* _Exercise description_
Each line of the entries that mentions the string "order" needs to be reported.

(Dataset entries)
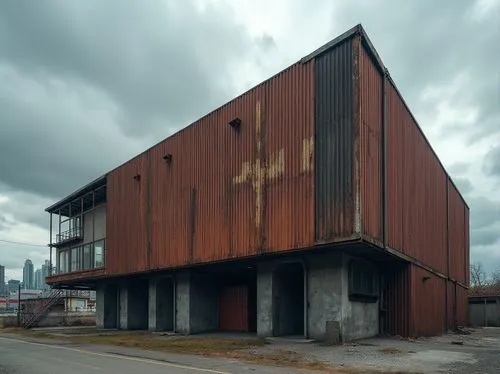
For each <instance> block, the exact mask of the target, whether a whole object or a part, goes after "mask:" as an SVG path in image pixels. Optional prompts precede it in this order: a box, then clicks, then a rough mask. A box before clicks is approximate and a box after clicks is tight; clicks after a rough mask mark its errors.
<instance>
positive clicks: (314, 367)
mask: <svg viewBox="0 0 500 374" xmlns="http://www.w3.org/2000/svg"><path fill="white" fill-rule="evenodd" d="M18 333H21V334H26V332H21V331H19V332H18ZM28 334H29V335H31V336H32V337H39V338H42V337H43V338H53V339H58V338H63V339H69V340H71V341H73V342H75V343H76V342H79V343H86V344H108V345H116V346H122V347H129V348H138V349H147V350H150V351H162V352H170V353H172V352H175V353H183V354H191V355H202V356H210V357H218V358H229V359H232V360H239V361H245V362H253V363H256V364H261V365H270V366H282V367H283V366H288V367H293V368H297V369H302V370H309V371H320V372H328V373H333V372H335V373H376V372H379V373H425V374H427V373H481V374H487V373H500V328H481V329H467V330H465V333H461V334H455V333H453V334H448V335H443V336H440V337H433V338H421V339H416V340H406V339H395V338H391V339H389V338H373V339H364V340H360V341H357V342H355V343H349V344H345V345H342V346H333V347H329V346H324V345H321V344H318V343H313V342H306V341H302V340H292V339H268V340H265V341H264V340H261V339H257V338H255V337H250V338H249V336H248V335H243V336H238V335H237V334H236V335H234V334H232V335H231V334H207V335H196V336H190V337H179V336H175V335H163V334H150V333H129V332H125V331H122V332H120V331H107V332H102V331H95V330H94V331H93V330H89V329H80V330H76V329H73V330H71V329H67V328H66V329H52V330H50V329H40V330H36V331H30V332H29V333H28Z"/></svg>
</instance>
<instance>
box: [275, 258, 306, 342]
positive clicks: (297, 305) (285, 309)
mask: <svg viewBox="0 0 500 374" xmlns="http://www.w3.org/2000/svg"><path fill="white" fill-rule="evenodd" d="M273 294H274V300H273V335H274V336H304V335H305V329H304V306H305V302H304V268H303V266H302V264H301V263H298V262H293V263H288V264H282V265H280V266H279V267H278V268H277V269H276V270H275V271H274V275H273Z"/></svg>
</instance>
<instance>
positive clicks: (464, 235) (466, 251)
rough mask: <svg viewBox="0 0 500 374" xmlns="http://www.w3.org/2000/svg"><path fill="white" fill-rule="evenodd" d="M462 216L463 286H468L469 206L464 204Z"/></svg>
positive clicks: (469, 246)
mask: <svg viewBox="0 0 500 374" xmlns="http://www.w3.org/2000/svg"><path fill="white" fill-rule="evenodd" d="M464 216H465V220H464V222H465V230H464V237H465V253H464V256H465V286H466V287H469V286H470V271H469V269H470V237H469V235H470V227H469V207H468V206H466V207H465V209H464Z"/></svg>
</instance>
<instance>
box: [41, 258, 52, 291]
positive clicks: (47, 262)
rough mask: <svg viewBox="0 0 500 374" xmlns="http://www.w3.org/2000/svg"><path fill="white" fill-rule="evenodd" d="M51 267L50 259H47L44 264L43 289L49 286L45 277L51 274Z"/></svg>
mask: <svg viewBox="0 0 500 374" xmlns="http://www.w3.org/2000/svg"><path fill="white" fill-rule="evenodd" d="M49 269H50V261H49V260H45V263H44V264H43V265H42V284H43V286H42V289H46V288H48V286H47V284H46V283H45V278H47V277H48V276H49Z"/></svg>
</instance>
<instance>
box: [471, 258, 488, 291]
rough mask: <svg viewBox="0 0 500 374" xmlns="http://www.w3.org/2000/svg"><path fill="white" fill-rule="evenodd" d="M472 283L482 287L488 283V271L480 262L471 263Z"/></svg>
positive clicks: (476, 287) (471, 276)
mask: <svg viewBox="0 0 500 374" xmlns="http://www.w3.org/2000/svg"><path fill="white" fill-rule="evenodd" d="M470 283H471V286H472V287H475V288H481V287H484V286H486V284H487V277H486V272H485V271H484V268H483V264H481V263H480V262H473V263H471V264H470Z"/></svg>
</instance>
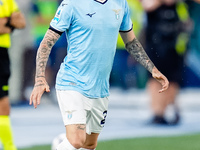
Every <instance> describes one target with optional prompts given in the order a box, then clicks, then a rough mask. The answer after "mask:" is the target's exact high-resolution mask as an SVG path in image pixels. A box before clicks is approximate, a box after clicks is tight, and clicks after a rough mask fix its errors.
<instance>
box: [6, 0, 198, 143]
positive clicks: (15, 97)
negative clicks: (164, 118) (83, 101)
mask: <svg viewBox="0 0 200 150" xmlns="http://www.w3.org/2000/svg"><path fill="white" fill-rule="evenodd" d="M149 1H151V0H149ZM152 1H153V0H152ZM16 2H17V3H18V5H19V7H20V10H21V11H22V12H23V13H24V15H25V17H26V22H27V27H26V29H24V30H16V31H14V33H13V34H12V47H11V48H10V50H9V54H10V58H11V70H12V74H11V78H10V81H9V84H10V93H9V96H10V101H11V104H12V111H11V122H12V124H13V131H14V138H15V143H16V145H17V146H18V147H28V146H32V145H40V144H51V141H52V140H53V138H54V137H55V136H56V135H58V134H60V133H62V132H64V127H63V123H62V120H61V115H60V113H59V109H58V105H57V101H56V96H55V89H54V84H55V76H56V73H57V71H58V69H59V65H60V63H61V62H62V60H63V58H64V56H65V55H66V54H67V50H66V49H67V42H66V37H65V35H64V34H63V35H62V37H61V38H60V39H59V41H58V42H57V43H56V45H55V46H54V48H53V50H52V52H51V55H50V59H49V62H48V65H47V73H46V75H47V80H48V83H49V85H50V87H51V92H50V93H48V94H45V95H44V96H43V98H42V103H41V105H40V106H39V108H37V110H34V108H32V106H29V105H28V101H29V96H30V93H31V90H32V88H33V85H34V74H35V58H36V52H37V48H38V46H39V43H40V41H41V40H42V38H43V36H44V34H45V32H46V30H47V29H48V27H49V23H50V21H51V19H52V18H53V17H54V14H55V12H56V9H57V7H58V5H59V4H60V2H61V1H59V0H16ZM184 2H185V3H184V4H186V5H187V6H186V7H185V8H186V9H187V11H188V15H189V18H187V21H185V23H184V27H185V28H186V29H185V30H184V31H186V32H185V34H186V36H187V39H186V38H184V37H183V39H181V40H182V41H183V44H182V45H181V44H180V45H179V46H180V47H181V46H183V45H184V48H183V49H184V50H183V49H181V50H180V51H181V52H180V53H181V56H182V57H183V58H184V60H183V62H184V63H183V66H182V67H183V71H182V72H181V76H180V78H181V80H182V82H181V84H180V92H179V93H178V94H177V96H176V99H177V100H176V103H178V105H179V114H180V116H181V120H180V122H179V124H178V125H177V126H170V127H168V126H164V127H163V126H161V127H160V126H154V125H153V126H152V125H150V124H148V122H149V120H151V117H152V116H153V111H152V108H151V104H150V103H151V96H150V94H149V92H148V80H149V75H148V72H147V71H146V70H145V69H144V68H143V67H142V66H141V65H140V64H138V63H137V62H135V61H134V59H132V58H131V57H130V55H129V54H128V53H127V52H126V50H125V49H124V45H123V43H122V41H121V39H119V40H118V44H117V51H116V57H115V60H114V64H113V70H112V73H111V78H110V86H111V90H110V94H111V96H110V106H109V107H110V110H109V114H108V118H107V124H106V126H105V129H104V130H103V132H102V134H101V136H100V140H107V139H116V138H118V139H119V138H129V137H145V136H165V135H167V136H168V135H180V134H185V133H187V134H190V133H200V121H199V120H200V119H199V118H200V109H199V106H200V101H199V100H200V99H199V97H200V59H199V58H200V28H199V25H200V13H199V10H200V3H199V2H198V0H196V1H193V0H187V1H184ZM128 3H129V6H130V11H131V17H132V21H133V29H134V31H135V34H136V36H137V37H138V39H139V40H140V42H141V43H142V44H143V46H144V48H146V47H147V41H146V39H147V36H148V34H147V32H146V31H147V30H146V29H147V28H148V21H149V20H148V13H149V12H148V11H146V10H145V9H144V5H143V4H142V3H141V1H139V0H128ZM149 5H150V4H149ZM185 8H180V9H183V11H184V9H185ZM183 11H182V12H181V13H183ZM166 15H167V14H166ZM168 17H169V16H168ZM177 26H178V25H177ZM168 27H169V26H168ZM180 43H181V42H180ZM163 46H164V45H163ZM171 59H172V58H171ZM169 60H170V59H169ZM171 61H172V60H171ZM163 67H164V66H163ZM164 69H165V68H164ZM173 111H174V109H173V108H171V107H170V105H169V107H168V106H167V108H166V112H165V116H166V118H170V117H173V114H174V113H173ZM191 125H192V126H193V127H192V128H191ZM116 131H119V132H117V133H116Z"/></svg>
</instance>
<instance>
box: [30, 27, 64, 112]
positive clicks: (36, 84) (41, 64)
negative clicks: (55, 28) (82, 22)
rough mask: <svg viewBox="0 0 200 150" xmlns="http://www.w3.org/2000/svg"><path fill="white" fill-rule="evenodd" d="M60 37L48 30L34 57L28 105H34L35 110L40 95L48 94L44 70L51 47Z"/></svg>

...

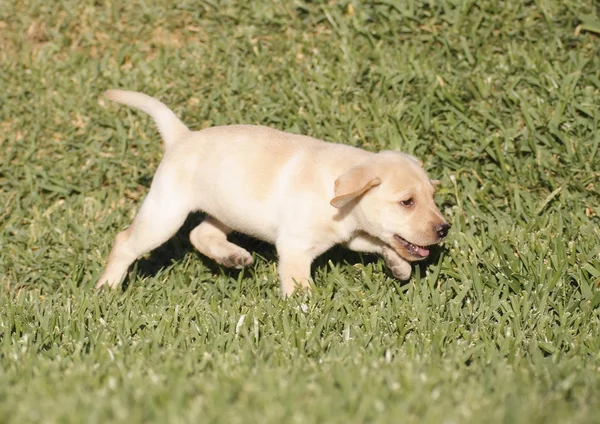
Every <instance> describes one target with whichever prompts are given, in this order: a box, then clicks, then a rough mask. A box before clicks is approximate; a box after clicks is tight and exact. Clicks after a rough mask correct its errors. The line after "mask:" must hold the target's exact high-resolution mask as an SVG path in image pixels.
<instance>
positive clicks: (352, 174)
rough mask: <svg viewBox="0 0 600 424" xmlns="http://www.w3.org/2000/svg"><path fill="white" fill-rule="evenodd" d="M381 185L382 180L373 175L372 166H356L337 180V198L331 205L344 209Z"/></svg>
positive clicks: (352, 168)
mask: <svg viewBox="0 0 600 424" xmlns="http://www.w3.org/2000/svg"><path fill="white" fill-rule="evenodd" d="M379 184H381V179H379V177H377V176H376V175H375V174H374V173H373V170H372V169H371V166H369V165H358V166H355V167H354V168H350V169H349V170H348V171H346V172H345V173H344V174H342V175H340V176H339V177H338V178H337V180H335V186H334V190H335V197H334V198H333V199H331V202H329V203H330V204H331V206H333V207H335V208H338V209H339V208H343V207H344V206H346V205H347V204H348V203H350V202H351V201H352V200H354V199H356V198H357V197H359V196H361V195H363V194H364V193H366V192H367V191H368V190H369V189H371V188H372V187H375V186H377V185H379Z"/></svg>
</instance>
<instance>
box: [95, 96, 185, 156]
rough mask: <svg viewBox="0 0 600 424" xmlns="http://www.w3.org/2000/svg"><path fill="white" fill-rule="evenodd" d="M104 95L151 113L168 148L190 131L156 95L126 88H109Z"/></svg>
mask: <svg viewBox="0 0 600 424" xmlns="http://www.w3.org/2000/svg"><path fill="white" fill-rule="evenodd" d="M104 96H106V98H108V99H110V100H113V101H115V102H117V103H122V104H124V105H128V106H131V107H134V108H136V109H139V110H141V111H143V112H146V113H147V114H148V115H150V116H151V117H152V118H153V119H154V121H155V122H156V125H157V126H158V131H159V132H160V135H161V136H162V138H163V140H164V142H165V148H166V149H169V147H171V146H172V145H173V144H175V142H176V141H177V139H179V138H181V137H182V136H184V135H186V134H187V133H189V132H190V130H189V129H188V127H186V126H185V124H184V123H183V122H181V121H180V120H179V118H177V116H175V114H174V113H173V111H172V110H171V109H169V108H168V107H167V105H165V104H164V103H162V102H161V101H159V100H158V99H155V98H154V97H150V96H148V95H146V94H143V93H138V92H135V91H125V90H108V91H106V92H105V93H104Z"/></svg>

* _Exercise answer_
For each <instance> block, the exact mask of the target, whether a whole object or a part, goes after "mask:" as an SVG path in image pixels. Optional prompts precede it in this order: a box, then clicks, then a rough mask. A box before clicks is approximate and a box after clicks is tight; clicks after a rough mask mark its errors.
Every <instance> describes one target with optional prompts given in the order a box, then clicks, then a rough mask. The answer after "mask:" is the target's exact high-resolution mask as an SVG path in image pixels. A box before clicks is approximate, a box after clicks is tight, and clicks after a rough mask fix its errors.
Every <instance> describes one target with whichever prompts are given, in this order: a box, then clicks, then a rough mask. A box before clicks is approximate; a box after clicks is tight and exact. Clicks after a rough mask correct its errors. The line after "mask:" must hold the target's exact high-resolution mask as an SVG path in image pixels.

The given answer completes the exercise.